THE EXERCISE:
Print the records again, character for character.
___
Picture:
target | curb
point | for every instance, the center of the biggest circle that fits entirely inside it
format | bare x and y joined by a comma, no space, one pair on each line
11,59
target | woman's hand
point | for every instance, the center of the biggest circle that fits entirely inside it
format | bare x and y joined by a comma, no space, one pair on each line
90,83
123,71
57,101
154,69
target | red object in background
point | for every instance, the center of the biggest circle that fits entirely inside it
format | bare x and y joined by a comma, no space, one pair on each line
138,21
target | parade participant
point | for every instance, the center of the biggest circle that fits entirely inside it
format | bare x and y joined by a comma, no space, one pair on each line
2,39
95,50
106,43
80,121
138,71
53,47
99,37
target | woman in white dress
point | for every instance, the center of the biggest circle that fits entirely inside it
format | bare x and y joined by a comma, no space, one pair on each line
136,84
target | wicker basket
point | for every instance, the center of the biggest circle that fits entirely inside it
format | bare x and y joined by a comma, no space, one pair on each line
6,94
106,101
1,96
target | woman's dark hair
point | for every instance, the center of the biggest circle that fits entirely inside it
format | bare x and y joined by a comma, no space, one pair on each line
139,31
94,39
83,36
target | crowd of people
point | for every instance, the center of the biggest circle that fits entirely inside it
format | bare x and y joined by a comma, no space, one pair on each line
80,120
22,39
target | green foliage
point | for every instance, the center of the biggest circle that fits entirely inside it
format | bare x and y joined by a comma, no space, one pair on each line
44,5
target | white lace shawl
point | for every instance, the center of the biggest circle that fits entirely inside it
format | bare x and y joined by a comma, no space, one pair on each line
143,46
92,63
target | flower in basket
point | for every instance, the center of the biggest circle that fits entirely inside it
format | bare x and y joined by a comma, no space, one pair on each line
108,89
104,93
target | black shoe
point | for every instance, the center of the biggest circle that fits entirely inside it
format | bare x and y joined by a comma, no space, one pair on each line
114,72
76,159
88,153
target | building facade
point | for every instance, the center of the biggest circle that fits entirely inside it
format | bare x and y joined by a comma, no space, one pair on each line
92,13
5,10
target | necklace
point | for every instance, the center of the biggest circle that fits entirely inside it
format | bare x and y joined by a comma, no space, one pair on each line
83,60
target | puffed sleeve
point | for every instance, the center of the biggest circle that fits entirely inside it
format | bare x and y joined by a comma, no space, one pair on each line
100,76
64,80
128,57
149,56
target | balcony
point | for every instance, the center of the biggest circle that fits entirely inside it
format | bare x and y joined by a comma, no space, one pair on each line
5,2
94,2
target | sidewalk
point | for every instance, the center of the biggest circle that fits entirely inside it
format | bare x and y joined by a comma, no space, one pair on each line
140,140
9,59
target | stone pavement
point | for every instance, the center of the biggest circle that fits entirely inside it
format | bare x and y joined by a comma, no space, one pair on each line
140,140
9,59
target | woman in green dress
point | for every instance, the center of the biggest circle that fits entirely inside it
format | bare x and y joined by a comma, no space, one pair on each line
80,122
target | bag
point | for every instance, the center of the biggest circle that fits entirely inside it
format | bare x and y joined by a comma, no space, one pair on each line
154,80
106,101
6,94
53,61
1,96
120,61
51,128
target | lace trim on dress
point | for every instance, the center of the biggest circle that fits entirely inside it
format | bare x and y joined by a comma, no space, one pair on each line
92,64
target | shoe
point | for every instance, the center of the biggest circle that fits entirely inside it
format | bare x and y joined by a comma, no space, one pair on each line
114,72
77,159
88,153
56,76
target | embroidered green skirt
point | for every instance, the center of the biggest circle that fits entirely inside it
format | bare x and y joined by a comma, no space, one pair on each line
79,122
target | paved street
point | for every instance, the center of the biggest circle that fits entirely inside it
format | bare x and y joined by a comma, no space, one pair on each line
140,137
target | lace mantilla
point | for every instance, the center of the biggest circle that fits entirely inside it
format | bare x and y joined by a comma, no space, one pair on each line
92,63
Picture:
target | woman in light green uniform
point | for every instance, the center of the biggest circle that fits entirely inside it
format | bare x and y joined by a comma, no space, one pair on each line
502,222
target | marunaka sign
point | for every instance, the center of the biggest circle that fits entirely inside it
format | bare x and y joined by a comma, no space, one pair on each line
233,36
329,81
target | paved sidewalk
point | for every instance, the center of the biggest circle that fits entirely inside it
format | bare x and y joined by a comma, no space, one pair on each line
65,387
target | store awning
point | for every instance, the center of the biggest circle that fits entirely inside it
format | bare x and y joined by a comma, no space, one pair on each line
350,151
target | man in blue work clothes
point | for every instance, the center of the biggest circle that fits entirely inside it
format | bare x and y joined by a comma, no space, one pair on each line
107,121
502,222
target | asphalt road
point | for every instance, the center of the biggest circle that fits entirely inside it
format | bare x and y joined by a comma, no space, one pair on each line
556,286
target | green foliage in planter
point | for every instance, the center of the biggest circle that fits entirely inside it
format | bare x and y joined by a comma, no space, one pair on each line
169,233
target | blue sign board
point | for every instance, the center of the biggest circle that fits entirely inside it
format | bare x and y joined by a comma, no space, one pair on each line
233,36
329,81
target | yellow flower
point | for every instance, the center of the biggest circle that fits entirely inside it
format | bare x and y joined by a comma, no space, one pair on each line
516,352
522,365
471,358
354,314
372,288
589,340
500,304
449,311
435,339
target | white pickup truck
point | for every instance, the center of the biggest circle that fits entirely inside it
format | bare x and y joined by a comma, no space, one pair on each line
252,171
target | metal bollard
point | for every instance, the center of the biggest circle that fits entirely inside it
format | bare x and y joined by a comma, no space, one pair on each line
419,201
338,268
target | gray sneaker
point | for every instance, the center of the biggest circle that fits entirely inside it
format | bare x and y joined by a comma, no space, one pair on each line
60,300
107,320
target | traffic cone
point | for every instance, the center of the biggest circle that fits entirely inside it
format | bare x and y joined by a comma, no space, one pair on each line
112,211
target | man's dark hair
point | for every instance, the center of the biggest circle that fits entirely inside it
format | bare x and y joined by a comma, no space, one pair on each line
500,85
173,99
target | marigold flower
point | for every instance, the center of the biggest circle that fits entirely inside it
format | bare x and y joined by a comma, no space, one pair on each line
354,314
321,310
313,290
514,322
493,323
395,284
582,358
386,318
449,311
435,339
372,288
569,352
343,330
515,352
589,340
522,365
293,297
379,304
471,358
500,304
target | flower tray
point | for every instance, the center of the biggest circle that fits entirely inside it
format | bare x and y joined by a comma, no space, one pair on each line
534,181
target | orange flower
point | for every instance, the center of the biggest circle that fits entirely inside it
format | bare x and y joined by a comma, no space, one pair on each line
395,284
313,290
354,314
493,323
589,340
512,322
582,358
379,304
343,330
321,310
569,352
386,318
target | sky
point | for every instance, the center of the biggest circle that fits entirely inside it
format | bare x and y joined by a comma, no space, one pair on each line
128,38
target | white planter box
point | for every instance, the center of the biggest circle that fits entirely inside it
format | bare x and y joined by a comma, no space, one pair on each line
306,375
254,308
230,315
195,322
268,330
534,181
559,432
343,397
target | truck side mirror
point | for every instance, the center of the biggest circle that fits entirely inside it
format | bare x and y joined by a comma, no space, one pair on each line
___
TASK ANSWER:
Picture:
target | curb
point | for every instance, the center of the biggest circle that fits entirely inside it
format | bare x and y joined by a comma, no space, one pair on each line
11,59
target | woman's hand
point | for every instance, the center of the biggest circle that fits entirely inside it
format | bare x and y joined by a comma, no space, one pair on each line
90,83
123,71
57,101
154,69
target | red object in background
point | for every instance, the center of the biggest circle that fits entirely inside it
format | bare x and y joined by a comma, no space, one pair on each line
138,21
target | parade participant
point | for every instance, the center of the biggest circle that fits entirely inside it
format | bare x and y joined by a comma, no space, one pair on each line
2,39
95,50
106,43
80,121
138,71
53,47
99,37
target | woman in white dress
point | for every instance, the center of the biggest circle that fits entirely inside it
format | bare x and y joined by a comma, no space, one pair on each line
136,84
target | wicker basket
point | for every instance, the center of the biggest circle that fits entirely inside it
format | bare x and y joined by a comma, no space, one pair on each line
6,94
106,101
1,96
target | woman's dark hair
point | for every instance, the center of the biggest circle that fits entirely inside it
format | bare x and y joined by a comma, no space, one pair on each line
139,31
94,39
83,36
target | crowd of people
point | for every instance, the center of the biggest circle that fits entirely inside it
format | bare x and y joined by a comma, no space, one pair on each line
80,120
22,39
target | green foliage
point | for every instance, the center of the biggest circle that fits entirely inside it
format | bare x and y joined by a comma, no space, one pair on each line
44,5
target | white lace shawl
point | for every instance, the center of the biggest circle that fits entirely inside it
format | bare x and y joined by a comma, no space, one pair on each line
143,46
92,63
target | flower in basket
point | for every instance, the center of the biggest circle that fits entirely inside it
format | bare x and y joined by a comma, no space, one pair on each line
108,89
104,93
target | black shoe
point | for every instance, the center of the biggest circle that fits entirely inside it
format | bare x and y joined by a comma, no space, one pair on each line
114,72
76,159
88,153
target | building facade
point | for every instance, the center of the biggest circle that fits entirely inside it
format | bare x and y joined by a comma, no space, one pair on each line
92,13
5,10
target | necklace
point | for every instance, the center of the biggest circle that fits entirely inside it
format | bare x and y joined by a comma, no space, one pair on each line
83,60
target | puffed sleeve
point | for every instance, the center of the biggest circle that fits entirely inside it
format | bare x and y joined by a comma, no space, one pair on each line
100,76
64,80
128,57
149,56
target | balcony
point | for every instance, the center of the biggest circle that fits entirely inside it
format | bare x and y joined by a comma, no space, one pair on each line
5,2
94,2
target | sidewalk
point | for every instance, the center of the biggest circle that fits entirely inside it
format | bare x and y joined by a comma, no space, one pair on each line
140,140
9,59
target | stone pavement
point | for every instance, the center of the biggest circle that fits entirely inside it
format | bare x and y joined by a comma, no space, one pair on each line
140,140
9,59
target | woman in green dress
point | for every instance, the center of the biggest circle that fits entirely inside it
format | bare x and y joined by a comma, no space, one pair on each line
80,122
target | bag
point | for every instance, the center of the biggest circle that fits entirely inside it
format | bare x and y joined by a comma, no space, one pair on each line
154,80
106,101
6,94
53,61
1,96
120,61
51,128
target | lace trim on dress
point | for every instance, the center of the biggest circle that fits entirely inside it
format | bare x and y joined by a comma, no space, one pair on each line
92,64
target | shoe
point | for every instance, the center of the biggest circle that fits entirely inside it
format | bare x and y joined by a comma, no space, one pair on each line
114,72
77,159
88,153
56,76
target | embroidered green skirt
point | for every instance, the center of the biggest circle that fits entirely inside it
format | bare x and y joined by a comma, no space, one pair on each line
79,122
target | paved street
point | for every instance, the center of the biggest circle that fits entirely inside it
format | bare x and y joined by a comma, no space, one pair on each line
140,137
target | lace mantilla
point | for every instance, the center of the biggest circle that fits entirely inside it
format | bare x and y joined by a comma, no space, one pair on each line
92,63
Picture:
target | woman in light green uniform
point | for every instance, the center of the biggest circle that fits entirely inside it
format | bare x and y joined by a comma, no space, one pair on each line
502,222
target | marunaka sign
point | for every instance, the center of the biggest circle that fits entirely inside it
format | bare x and y joined by a comma, no space, one pair on each line
233,36
329,81
target | paved sidewalk
point | for every instance, the center of the biggest circle that fits entirely inside it
format | bare x and y joined by a comma, no space, one pair on each line
65,387
target | store awning
point | for every instance, the center of the biggest circle that fits entirely inside it
format | bare x and y joined by a comma, no space, one pair on each line
350,151
target | man in blue work clothes
point | for every instance, the center of the biggest circle that fits entirely inside it
format | bare x and y joined by a comma, no space, one pair on each line
107,121
502,222
target | asphalt road
point | for every instance, the center of the biggest circle that fits entirely inside it
format | bare x and y joined by a comma, no space, one pair on each line
556,286
target | green foliage in planter
point | for every instance, the center of the biggest circle that fits entirely inside it
format | bare x and y joined by a comma, no space, one pair on each line
169,233
target | blue sign board
point | for every instance, the center of the biggest circle that fits entirely inside it
format | bare x and y joined by a comma, no space, one pair on each line
233,36
329,81
target | yellow flower
point | for every instance, the center of the biggest circle that fits entirely inside it
format | bare x and y joined by a comma, no space, one pair on each line
516,352
522,365
471,358
354,314
372,288
589,340
500,304
449,311
435,339
target | white pickup truck
point | for every instance, the center of the biggest circle that fits entirely inside it
format | bare x and y joined by a comma, no space, one pair on each line
252,171
target | metal bollard
point | for every instance, the center of the biggest circle that fits entirely inside it
format | bare x and y joined by a comma, no space, one pair on each line
419,201
338,268
target | gray sneaker
point | for every instance, the center of the biggest circle that fits entirely inside it
format | bare x and y joined by a comma, no space, one pair on each line
60,300
107,320
target | traffic cone
point | for every instance, the center of the biggest circle that fits entirely inside it
format | bare x and y joined by a comma, no space, one pair on each line
112,211
target | man's dark hair
point | for every instance, the center of the biggest circle that fits entirely inside it
format | bare x and y joined by a comma, no space, one pair on each line
500,85
173,99
target | marigold flower
point | for every instance, the center of the biggest circle that fits entirely inside it
format | bare x and y joined by a comma, no space, one pair on each line
354,314
321,310
313,290
514,322
493,323
395,284
582,358
386,318
449,311
435,339
372,288
569,352
343,330
515,352
589,340
522,365
293,297
379,304
471,358
500,304
target | flower tray
point | for every instance, the center of the biggest circle that fits entirely inside it
format | bare x and y joined by a comma, no space, one pair on each line
534,181
target | orange flower
point | for every instance, the center of the biggest circle that fits entirely inside it
format | bare x and y joined by a comma, no space, one pair on each line
395,284
313,290
354,314
493,323
589,340
512,322
582,358
379,304
343,330
321,310
569,352
386,318
target | sky
point | for every instance, the center of the biggest circle that fits entirely inside it
format | bare x and y joined by a comma, no space, one pair on each line
128,38
target | white planter box
point | for every instance, the center of the biggest circle that fits entirely inside it
format | bare x and y joined by a comma, no space, one pair on each line
306,375
254,308
230,315
195,322
268,330
534,181
559,432
343,397
target | truck side mirror
point | for every instance, the center of the biggest circle that fits entirely inside it
format | bare x and y joined by a comma, no space, one pair on each line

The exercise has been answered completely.